## Consigne 1
Selon le texte fourni, quel poste Lucie Carette occupe-t-elle à la Villa Albertine ?
## Consigne 2
Recopiez le passage du texte fourni qui commence par « Pas étonnant dans » et se termine par « débats de société. », en substituant « cette école » à « NEOMA BS ».

## Texte fourni

◆ ◆ ◆

Pas étonnant dans ce cas que l’industrie culturelle soit à part, y compris dans les emplois qu’on y trouve ; une particularité bien comprise au sein de NEOMA BS, qui prépare ses étudiants à intégrer ce secteur en favorisant leur polyvalence, leur capacité d’analyse, et leur compréhension en profondeur des différents arts comme des débats de société.
Cela pourrait ressembler à une évidence, mais on ne travaille pas dans les industries culturelles et créatives (ICC) par hasard. Il faut pour cela une forte dose de passion. Comme celle de Lucie Carette, directrice de la Villa Albertine à Los Angeles et attachée audiovisuelle au consulat général de France, qui a « toujours eu cette appétence pour la culture » et pour qui faire carrière dans les ICC tient de « l’évidence. »

◆ ◆ ◆

## Items répertoriés
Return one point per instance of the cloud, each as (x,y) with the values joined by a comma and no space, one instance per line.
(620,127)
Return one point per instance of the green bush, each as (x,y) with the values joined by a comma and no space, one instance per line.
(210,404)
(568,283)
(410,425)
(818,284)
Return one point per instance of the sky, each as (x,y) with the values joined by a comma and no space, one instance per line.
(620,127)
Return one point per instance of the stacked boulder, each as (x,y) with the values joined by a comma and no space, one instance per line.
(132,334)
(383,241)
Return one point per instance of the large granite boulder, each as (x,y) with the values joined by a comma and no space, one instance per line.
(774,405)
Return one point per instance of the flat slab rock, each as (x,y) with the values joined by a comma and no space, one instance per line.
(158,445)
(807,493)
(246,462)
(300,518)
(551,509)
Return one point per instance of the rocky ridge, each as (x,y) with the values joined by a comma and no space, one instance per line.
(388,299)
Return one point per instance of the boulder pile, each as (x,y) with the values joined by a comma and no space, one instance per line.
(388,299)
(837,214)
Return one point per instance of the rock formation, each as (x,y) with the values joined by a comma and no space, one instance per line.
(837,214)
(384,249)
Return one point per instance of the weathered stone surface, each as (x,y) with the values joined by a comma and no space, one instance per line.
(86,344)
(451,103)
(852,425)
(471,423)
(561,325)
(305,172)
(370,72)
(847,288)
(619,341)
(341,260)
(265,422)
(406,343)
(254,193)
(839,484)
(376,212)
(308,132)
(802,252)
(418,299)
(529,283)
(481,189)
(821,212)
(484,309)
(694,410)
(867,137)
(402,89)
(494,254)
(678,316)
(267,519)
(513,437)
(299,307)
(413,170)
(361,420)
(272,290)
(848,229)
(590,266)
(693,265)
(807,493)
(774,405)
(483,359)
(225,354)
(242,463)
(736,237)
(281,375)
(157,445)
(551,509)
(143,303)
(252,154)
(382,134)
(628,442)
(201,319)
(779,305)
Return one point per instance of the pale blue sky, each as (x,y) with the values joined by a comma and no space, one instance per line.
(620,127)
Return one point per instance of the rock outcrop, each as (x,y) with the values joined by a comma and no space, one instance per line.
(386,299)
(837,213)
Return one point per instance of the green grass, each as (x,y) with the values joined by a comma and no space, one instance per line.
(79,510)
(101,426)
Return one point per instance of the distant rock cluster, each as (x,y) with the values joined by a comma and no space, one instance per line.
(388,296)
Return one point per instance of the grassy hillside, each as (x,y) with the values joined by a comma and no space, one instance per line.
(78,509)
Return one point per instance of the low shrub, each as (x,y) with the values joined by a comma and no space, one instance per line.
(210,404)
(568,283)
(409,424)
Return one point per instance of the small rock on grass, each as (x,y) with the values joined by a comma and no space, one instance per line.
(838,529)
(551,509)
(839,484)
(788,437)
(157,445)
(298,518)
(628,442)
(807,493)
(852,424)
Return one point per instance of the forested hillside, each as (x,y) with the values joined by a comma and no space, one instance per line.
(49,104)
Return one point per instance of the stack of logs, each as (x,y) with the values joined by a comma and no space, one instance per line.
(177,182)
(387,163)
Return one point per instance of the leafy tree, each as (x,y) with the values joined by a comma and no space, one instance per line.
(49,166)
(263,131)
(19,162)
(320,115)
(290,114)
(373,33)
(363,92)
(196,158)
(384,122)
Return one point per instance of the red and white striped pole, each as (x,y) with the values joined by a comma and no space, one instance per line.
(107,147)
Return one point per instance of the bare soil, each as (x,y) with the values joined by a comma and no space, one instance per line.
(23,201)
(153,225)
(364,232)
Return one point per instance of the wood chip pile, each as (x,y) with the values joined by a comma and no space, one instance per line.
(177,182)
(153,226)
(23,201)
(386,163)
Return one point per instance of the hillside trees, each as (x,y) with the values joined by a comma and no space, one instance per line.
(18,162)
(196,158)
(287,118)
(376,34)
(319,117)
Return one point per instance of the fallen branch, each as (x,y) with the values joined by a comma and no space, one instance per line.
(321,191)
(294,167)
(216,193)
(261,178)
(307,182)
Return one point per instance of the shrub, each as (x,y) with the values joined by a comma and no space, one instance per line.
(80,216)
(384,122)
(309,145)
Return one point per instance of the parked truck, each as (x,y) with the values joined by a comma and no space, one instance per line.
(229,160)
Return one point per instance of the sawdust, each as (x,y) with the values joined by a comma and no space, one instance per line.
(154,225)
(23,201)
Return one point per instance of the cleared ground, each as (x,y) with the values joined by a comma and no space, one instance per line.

◆ ◆ ◆

## Réponse 1
Elle est directrice de la Villa Albertine à Los Angeles.

## Réponse 2
Pas étonnant dans ce cas que l’industrie culturelle soit à part, y compris dans les emplois qu’on y trouve ; une particularité bien comprise au sein de cette école, qui prépare ses étudiants à intégrer ce secteur en favorisant leur polyvalence, leur capacité d’analyse, et leur compréhension en profondeur des différents arts comme des débats de société.